--- start Records shown ---

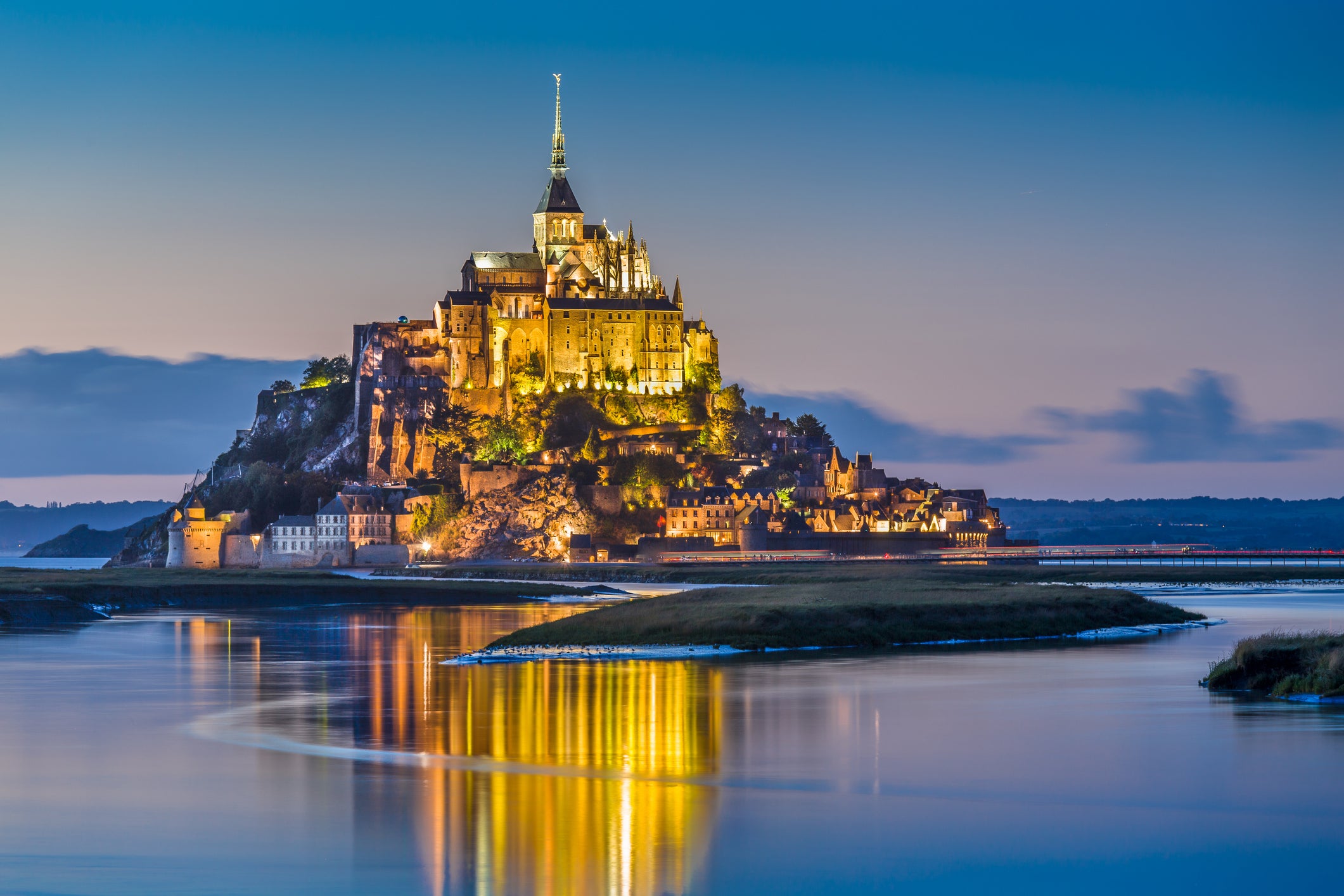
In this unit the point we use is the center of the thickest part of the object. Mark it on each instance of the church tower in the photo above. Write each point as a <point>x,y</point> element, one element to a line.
<point>558,221</point>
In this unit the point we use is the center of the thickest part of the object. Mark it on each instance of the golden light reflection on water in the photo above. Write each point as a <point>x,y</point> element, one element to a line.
<point>617,832</point>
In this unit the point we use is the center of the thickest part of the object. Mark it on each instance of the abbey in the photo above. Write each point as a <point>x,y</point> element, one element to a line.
<point>582,309</point>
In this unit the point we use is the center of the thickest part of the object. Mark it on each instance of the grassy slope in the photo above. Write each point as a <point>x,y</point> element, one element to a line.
<point>894,609</point>
<point>1284,664</point>
<point>855,572</point>
<point>141,589</point>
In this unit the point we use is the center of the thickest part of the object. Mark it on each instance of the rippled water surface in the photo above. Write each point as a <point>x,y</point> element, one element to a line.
<point>327,752</point>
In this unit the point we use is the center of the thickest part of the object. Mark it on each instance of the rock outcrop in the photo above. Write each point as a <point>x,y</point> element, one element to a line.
<point>532,522</point>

--- end Records shown ---

— Exercise brief —
Copy the items above word for word, starting at the beginning of the items and ending with the line that contains "<point>558,221</point>", including both ends. Leave the pictures out of your answer.

— Worked solution —
In this unit the point we use is the center of the thickest part of the object. Mark it on each instance of the church tower in the photo above. Write each point as a <point>x,y</point> element, one element to a line.
<point>558,221</point>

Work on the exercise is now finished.